DOCUMENT EXTRACT:
Use art, games, and other activities to help patients overcome problems.
What does a Recreational Therapist do?
A Recreational Therapist treats illness through recreation. According to the dictionary, recreation is “activity that’s done for enjoyment.” In other words, recreation is fun. Illness, on the other hand, is decidedly un-fun. It seems a logical conclusion, therefore, that one would be an effective treatment for the other.
When you’re a Recreational Therapist, that’s your belief. Employed by hospitals, schools, clinics, nursing homes, and rehabilitation centers, you’re paid to help patients overcome mental and physical illnesses and disabilities by engaging them in recreational activities, such as art, crafts, music, dance, games, and sports.
You might help children who have anger management issues by channeling their energy into painting. You might help senior citizens at risk of developing Alzheimer’s by giving them puzzles that keep their brains sharp. You might help improve the social skills of adults with social anxiety disorders by letting them participate in group activities. Or, you might help disabled teens overcome mental and physical barriers by letting them engage in athletics.
The opportunities for a Recreational Therapist are infinite. The methods, meanwhile, are universal. To help patients overcome obstacles, you interview and observe them, consult with Doctors, and administer standardized tests in order to assess the nature and extent of their challenges. Then, based on your findings, you develop and execute a treatment plan that includes recreational activities that can help them reduce stress, anxiety, and depression, recover motor functioning and reasoning abilities, and develop new physical, emotional, and intellectual abilities
Whether your patients suffer from low self-confidence or serious physical handicaps, you understand that medication isn’t always the answer. Sometimes, the best medicine is a hobby — and you supply it!

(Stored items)
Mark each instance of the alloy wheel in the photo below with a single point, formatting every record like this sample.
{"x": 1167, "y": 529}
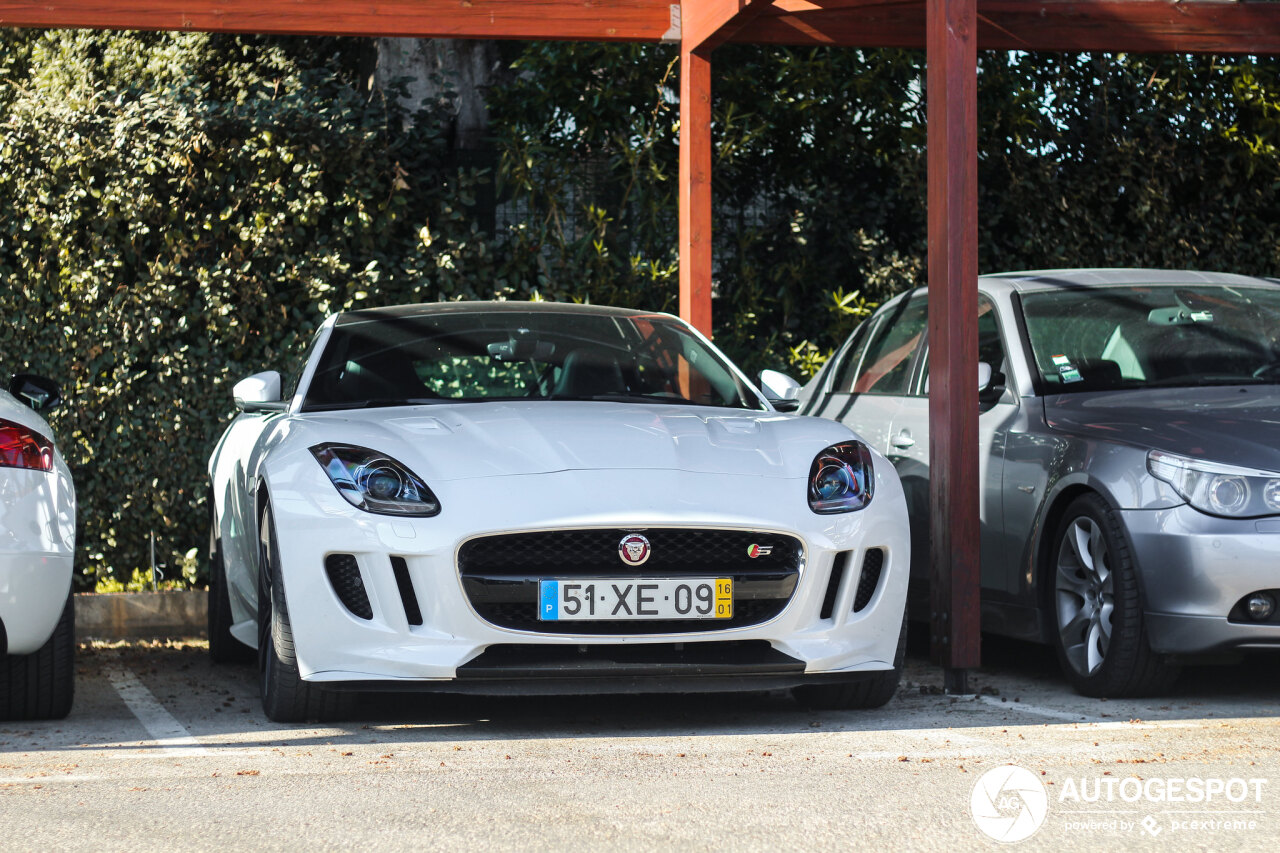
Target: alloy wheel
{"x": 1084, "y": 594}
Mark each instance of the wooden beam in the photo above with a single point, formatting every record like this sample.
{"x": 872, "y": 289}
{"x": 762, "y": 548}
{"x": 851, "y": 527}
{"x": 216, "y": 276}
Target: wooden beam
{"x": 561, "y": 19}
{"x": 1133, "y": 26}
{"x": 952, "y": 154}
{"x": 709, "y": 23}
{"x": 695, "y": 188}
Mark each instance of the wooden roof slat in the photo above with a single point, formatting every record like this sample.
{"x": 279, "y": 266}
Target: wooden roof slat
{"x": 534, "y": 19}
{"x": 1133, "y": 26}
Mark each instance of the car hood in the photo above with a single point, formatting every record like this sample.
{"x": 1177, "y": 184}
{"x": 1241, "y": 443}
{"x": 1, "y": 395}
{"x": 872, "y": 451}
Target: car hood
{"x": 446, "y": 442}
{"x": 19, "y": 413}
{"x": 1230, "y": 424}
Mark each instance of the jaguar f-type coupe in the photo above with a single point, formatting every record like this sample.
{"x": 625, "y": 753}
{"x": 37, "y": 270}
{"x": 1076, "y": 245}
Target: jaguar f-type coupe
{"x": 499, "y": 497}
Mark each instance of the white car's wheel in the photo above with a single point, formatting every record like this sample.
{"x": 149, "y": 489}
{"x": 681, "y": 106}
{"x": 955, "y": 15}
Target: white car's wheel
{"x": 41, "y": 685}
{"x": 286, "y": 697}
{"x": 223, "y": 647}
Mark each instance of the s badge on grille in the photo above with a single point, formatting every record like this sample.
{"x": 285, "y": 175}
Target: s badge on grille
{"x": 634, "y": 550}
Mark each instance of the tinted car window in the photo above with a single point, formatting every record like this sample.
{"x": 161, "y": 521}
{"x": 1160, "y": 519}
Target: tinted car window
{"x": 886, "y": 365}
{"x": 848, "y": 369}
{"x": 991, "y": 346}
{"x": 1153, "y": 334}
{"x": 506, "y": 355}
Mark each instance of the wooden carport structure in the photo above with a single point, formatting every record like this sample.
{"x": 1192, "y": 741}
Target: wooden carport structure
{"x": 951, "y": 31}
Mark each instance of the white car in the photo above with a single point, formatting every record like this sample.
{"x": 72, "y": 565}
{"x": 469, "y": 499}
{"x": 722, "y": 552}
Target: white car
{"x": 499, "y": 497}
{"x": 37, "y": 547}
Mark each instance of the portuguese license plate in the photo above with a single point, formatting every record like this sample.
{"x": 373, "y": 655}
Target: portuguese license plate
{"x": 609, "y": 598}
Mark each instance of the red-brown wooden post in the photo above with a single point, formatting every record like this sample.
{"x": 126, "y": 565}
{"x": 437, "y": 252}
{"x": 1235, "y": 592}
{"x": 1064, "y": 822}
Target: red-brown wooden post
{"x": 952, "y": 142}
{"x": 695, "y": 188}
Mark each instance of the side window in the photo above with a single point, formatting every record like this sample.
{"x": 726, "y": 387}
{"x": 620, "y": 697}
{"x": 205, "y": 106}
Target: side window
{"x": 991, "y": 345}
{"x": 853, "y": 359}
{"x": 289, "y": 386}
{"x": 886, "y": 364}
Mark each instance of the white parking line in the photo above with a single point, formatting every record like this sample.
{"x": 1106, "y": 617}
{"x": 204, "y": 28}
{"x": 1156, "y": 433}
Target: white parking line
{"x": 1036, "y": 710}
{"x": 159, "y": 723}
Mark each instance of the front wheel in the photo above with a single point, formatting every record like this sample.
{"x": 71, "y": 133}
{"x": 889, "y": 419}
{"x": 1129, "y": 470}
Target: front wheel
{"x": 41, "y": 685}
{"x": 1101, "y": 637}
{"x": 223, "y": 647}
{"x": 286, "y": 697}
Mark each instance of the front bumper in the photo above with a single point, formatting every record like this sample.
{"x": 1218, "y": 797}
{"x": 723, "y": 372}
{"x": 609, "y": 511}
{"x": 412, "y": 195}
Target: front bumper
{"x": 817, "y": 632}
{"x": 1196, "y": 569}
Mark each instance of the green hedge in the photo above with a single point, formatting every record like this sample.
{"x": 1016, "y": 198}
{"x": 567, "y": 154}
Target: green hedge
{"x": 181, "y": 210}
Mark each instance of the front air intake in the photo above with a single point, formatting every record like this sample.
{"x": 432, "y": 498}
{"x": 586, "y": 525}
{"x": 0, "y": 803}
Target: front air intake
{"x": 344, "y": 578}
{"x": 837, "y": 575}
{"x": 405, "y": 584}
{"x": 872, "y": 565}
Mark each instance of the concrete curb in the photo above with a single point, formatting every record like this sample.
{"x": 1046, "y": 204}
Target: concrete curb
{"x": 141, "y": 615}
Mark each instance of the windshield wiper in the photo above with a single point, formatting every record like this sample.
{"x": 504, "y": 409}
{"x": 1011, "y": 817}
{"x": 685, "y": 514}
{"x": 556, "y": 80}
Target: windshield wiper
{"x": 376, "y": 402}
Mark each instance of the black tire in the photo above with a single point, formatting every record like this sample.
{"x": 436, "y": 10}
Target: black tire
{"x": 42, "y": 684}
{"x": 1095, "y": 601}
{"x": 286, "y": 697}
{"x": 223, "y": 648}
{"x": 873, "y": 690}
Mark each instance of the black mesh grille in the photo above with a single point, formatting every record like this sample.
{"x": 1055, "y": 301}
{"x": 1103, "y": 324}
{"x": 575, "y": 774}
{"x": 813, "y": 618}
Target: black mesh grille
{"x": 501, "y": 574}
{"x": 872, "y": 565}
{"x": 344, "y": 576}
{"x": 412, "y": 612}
---
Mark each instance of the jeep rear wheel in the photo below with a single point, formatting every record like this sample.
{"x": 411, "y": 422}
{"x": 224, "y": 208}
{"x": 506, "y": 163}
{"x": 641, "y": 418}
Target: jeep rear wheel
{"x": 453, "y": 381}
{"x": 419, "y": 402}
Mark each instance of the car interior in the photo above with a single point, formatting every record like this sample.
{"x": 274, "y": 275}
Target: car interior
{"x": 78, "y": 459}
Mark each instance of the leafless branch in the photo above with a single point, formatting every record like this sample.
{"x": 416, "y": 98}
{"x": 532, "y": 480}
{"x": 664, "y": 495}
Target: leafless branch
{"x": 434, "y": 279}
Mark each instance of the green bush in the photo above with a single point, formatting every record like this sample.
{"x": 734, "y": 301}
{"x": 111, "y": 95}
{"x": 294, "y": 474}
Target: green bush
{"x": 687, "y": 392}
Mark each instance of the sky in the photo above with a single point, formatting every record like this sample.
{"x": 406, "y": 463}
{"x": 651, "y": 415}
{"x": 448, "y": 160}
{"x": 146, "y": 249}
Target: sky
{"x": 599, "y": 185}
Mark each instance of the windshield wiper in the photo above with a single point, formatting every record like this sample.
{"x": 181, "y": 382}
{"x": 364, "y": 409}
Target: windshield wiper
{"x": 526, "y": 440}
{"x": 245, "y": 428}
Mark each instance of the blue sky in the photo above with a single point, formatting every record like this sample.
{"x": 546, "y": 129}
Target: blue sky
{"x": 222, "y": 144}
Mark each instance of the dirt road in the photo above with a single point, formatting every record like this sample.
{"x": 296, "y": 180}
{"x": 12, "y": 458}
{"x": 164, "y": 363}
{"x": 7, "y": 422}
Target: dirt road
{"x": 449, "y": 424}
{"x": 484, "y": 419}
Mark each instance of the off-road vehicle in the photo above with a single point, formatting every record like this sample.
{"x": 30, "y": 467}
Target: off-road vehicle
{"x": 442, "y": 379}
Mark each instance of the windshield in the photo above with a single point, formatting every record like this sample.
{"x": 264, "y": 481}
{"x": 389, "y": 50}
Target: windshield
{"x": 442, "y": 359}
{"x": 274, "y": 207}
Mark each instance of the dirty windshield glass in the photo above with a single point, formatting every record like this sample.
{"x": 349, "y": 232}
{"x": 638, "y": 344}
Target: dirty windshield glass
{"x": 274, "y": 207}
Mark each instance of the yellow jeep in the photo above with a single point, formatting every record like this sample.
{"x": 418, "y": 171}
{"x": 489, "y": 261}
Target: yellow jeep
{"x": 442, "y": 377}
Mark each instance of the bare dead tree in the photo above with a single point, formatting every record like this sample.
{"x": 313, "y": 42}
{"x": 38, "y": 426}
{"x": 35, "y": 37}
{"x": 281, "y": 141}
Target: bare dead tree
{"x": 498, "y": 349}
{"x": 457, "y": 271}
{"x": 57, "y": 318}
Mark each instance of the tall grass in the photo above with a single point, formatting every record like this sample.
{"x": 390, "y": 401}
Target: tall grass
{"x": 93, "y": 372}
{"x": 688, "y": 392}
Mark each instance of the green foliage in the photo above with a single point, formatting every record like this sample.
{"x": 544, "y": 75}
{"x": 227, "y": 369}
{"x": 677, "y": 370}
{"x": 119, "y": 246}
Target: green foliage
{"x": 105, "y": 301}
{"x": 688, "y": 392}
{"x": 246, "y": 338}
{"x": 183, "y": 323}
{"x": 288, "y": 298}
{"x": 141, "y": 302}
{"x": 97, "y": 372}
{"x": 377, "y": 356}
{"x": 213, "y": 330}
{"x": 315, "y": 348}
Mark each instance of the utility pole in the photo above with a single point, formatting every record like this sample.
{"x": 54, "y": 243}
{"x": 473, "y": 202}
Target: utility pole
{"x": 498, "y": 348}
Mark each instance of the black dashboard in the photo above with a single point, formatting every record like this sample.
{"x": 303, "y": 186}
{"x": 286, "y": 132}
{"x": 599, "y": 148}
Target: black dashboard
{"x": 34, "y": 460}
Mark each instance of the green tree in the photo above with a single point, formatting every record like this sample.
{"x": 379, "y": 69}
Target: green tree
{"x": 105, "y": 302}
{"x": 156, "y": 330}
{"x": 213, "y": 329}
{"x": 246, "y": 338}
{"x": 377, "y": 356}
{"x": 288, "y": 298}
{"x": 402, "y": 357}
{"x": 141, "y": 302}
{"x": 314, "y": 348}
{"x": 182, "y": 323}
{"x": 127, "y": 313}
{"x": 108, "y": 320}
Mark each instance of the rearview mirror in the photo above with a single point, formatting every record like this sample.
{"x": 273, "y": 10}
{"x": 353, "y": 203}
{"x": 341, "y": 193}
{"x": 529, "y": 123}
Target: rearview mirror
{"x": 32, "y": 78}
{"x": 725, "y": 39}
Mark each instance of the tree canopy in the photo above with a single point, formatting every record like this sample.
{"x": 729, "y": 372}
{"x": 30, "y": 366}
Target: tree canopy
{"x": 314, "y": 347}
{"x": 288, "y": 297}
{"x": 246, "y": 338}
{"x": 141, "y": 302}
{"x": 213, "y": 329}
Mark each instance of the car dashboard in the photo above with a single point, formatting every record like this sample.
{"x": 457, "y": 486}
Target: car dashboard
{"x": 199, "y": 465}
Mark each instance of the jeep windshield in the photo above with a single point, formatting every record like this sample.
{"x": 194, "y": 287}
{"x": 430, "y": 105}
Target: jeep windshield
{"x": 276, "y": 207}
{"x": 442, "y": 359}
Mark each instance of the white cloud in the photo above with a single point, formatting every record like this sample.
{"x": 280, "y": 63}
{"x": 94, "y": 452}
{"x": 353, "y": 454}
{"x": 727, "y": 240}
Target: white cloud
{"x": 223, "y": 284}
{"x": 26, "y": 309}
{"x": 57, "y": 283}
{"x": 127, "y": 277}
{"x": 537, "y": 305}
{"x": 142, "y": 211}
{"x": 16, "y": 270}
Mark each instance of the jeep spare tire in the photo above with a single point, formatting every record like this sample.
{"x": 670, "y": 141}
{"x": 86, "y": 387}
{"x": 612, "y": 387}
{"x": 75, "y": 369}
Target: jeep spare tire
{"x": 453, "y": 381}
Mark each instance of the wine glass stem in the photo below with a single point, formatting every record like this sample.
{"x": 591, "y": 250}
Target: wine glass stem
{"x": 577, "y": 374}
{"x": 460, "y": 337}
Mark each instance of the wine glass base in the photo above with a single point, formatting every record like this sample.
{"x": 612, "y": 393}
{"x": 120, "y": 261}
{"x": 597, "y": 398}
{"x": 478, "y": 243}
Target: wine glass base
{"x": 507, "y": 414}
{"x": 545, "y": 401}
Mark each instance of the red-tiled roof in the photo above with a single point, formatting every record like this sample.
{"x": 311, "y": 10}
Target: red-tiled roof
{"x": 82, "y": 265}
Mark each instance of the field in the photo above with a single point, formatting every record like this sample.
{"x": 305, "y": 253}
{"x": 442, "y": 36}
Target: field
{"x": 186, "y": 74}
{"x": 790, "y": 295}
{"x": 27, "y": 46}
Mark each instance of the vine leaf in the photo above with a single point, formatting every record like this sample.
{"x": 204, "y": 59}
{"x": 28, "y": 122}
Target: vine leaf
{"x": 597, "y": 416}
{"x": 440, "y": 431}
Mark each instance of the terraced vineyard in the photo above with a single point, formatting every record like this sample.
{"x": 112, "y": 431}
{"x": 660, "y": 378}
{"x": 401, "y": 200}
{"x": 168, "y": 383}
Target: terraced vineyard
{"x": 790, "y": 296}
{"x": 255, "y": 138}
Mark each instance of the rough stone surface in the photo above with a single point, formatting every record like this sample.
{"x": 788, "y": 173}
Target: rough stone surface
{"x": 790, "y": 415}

TASKS TO CARRY OUT:
a: Echo the passage about Recreational Therapists word for word. Begin at the words "Use art, games, and" and stop after the words "games, and sports.".
b: Using the passage about Recreational Therapists, decide whether each statement agrees with it, answering yes or no and quoting the deciding words: (i) Recreational Therapists can be employed by schools. (ii) To assess patients, Recreational Therapists work without consulting Doctors. (iii) The methods a Recreational Therapist uses differ from one opportunity to the next.
c: Summarize the passage about Recreational Therapists in two sentences.

RESULTS OF THE TASKS:
a:
Use art, games, and other activities to help patients overcome problems.
What does a Recreational Therapist do?
A Recreational Therapist treats illness through recreation. According to the dictionary, recreation is “activity that’s done for enjoyment.” In other words, recreation is fun. Illness, on the other hand, is decidedly un-fun. It seems a logical conclusion, therefore, that one would be an effective treatment for the other.
When you’re a Recreational Therapist, that’s your belief. Employed by hospitals, schools, clinics, nursing homes, and rehabilitation centers, you’re paid to help patients overcome mental and physical illnesses and disabilities by engaging them in recreational activities, such as art, crafts, music, dance, games, and sports.

b:
(i) Yes: "Employed by hospitals, schools, clinics, nursing homes, and rehabilitation centers"
(ii) No: "consult with Doctors"
(iii) No: "The methods, meanwhile, are universal."

c: A Recreational Therapist helps patients overcome mental and physical illnesses and disabilities through recreational activities such as art, crafts, music, dance, games, and sports. The therapist assesses patients by interviewing and observing them, consulting with Doctors, and giving standardized tests, and then develops and carries out a treatment plan built on recreational activities.